[start ITEMS]

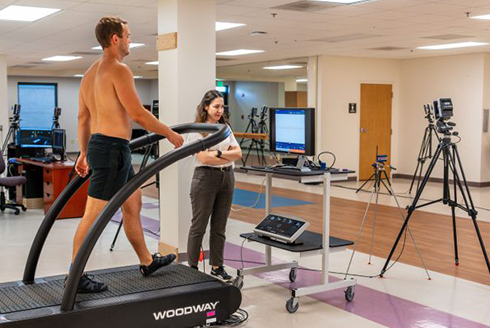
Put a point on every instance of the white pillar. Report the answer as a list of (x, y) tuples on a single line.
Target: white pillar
[(4, 110), (291, 85), (184, 75), (313, 98)]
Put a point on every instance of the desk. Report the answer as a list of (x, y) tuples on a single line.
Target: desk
[(54, 179), (313, 244)]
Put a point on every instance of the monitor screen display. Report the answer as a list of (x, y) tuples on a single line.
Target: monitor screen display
[(35, 138), (292, 130)]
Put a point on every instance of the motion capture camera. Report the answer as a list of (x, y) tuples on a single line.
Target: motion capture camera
[(443, 108), (443, 111), (15, 118)]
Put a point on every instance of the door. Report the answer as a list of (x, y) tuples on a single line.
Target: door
[(375, 132)]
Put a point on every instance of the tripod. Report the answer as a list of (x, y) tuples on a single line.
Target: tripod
[(452, 162), (257, 145), (425, 151), (14, 125), (148, 151), (380, 159), (379, 172)]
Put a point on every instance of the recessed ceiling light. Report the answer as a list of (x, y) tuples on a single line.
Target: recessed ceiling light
[(238, 52), (344, 1), (487, 17), (283, 67), (131, 46), (62, 58), (453, 45), (25, 14), (220, 26)]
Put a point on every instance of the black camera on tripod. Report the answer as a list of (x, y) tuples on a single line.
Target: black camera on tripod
[(443, 111), (15, 118)]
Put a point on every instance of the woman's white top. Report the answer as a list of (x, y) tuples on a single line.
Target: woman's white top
[(222, 146)]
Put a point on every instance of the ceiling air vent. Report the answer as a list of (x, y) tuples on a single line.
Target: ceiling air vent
[(447, 37), (85, 53), (21, 66), (307, 6), (387, 48), (346, 37)]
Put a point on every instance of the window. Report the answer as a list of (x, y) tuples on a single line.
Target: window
[(37, 102)]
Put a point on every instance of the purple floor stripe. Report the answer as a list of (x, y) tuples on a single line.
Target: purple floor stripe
[(379, 307), (382, 308)]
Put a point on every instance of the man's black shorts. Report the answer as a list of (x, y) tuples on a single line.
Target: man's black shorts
[(109, 158)]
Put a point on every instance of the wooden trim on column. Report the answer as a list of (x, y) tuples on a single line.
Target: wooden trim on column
[(167, 41), (470, 183)]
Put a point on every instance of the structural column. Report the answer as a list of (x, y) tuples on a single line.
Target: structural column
[(313, 101), (4, 111), (187, 69)]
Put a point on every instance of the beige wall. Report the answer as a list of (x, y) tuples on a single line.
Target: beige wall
[(339, 81), (485, 145), (415, 82), (424, 80)]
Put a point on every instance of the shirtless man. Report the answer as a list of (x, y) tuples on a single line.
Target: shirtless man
[(107, 103)]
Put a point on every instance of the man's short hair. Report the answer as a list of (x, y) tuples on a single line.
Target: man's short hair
[(107, 27)]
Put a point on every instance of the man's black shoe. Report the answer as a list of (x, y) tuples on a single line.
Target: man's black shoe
[(158, 262), (220, 273), (87, 284)]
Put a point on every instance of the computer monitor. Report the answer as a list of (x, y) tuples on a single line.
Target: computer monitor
[(35, 138), (292, 131), (59, 142)]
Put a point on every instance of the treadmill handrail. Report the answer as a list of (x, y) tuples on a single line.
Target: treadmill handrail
[(77, 182), (78, 266)]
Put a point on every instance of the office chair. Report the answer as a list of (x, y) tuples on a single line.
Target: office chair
[(9, 182)]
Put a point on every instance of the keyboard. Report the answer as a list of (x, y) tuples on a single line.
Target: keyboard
[(42, 159)]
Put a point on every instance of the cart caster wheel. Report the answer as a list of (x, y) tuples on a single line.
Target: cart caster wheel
[(292, 274), (238, 282), (349, 293), (292, 305)]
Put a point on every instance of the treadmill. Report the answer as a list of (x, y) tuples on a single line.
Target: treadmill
[(174, 296)]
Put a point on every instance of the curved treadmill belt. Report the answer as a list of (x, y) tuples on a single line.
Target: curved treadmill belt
[(121, 281)]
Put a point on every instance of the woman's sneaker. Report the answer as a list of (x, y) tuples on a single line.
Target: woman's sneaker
[(220, 273), (159, 261)]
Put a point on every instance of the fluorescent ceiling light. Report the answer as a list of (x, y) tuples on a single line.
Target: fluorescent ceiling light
[(62, 58), (282, 67), (344, 1), (220, 26), (487, 17), (453, 45), (25, 14), (131, 46), (238, 52)]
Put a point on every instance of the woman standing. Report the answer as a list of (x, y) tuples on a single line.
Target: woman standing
[(212, 187)]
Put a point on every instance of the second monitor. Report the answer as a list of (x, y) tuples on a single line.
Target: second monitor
[(292, 131)]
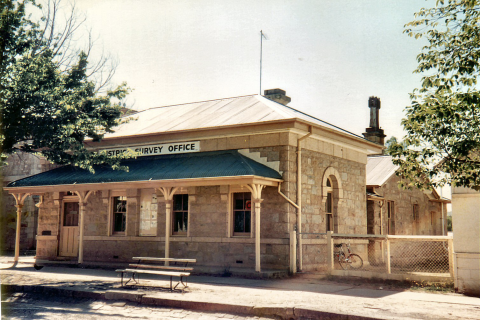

[end ITEMS]

Add 55 to every x and y coordinate in the answers, and write out all the lines again, including the lines that ask for points, starting at the beginning of the entries and ending at the line that contains "[(35, 138), (292, 130)]". Leave the pictures out of your answer.

Put a point on every instance of the white pillar. Report the answer as a list of (x, y) tuples on a single line.
Target: white pillar
[(59, 165), (346, 140), (239, 130), (368, 153)]
Put a point on every instance of the desk. Report the answer as a list of (x, y) tuples on a single line.
Target: desk
[(109, 234), (368, 299)]
Put a point on every instance of the monitor screen display. Report the answer as a list of (x, y) tuples on a single line.
Target: monitor screen display
[(90, 193), (347, 185)]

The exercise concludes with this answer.